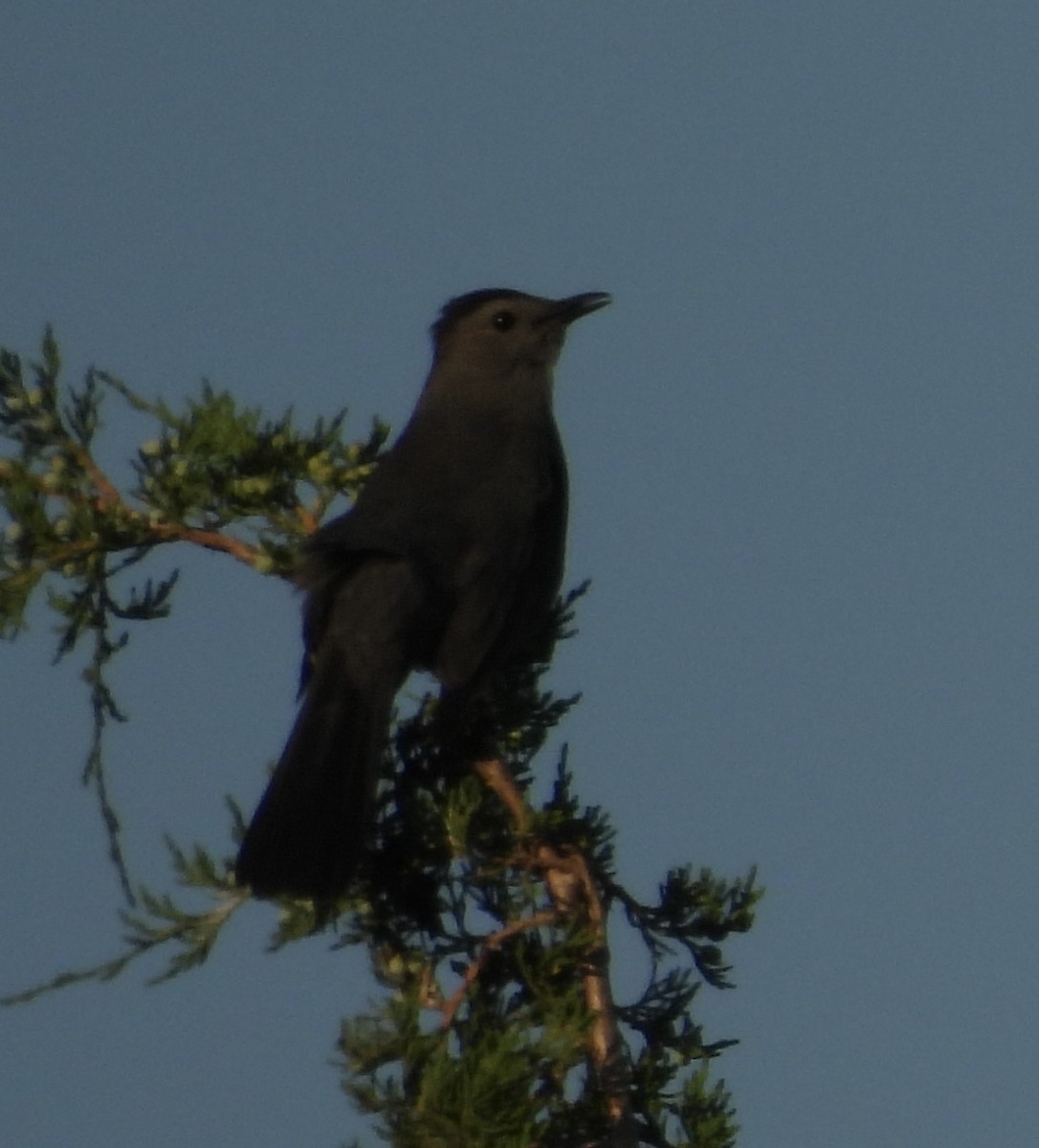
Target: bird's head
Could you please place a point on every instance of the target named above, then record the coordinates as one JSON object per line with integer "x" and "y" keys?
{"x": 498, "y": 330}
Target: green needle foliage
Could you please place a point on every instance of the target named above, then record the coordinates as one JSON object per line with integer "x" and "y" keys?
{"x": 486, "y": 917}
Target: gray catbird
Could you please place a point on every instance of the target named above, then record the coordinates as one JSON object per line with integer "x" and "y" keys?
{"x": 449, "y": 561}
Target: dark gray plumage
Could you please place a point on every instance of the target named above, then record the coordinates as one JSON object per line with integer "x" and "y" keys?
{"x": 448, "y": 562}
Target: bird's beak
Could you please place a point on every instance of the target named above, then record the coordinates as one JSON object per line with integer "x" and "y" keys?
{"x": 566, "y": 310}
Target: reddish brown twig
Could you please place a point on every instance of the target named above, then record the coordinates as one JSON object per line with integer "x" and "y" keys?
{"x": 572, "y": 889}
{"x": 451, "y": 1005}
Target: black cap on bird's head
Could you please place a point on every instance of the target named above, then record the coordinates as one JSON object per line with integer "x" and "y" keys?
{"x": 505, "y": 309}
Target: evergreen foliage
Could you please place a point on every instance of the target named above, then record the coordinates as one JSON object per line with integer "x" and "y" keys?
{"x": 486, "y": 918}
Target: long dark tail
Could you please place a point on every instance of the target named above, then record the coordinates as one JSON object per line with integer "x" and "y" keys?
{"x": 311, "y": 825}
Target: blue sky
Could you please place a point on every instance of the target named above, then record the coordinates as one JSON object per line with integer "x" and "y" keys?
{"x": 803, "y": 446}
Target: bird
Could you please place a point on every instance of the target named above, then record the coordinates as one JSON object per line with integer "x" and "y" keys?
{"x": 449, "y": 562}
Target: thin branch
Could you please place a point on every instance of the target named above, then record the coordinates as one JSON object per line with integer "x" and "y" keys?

**PROBLEM DESCRIPTION:**
Make an exact copy of all entries above, dropping the images.

**SOLUTION TO THIS EXERCISE:**
Target: bird's head
Could you please place a point on every instance of the target named above, then record the coordinates as one JSON object per line with integer "x" and "y" keys?
{"x": 498, "y": 330}
Target: green needle foliage
Could you please place a point on every instance of the target named above, then record the coordinates as one JSON object per line with integer "x" and "y" keys?
{"x": 486, "y": 917}
Target: gray catbird
Could you please place a point on every instance of the target named above, then record the coordinates as one JSON object per line with integer "x" and "y" keys?
{"x": 449, "y": 561}
Target: dark gray plumage
Could you please place a point on every instance of the target named above, then record the coordinates as one JSON object per line with integer "x" and "y" keys?
{"x": 448, "y": 562}
Target: bird's beak
Could you please place a point on every instance of the target named above, then record the coordinates as one JSON object per line with integer "x" and "y" keys?
{"x": 566, "y": 310}
Target: reddish brown twig
Could you please place a point on every instance of the target named above, then record the coordinates as one JSON object per line with integer "x" and "y" keys?
{"x": 572, "y": 889}
{"x": 451, "y": 1005}
Target: black cap on bird's head
Could you please place a point on every instance of the target named above, then record the coordinates as one JSON object per line with integer "x" and "y" keys?
{"x": 505, "y": 309}
Target: evergreen foliage
Could you please place a point on every instance of the target named above, then record the coordinates as one JSON object per line with integer "x" and "y" keys?
{"x": 486, "y": 918}
Target: long dark tail
Could you please place a point on every instance of the target named above, then record the coordinates as one JSON object per line with integer "x" and "y" keys?
{"x": 311, "y": 825}
Target: blue sky
Could you please place a point on every instance of the target named above, then record the coordinates as one JSON object per line with integer "x" and "y" keys?
{"x": 803, "y": 446}
Target: bird
Could you please place a point on every instance of the target named above, then record the coordinates as one JSON object per line with integer "x" and "y" keys?
{"x": 449, "y": 562}
Target: thin branch
Could you please place a point on every instance of the target named above, then record the coordinates as one JSON object per line with integer "x" and "y" keys?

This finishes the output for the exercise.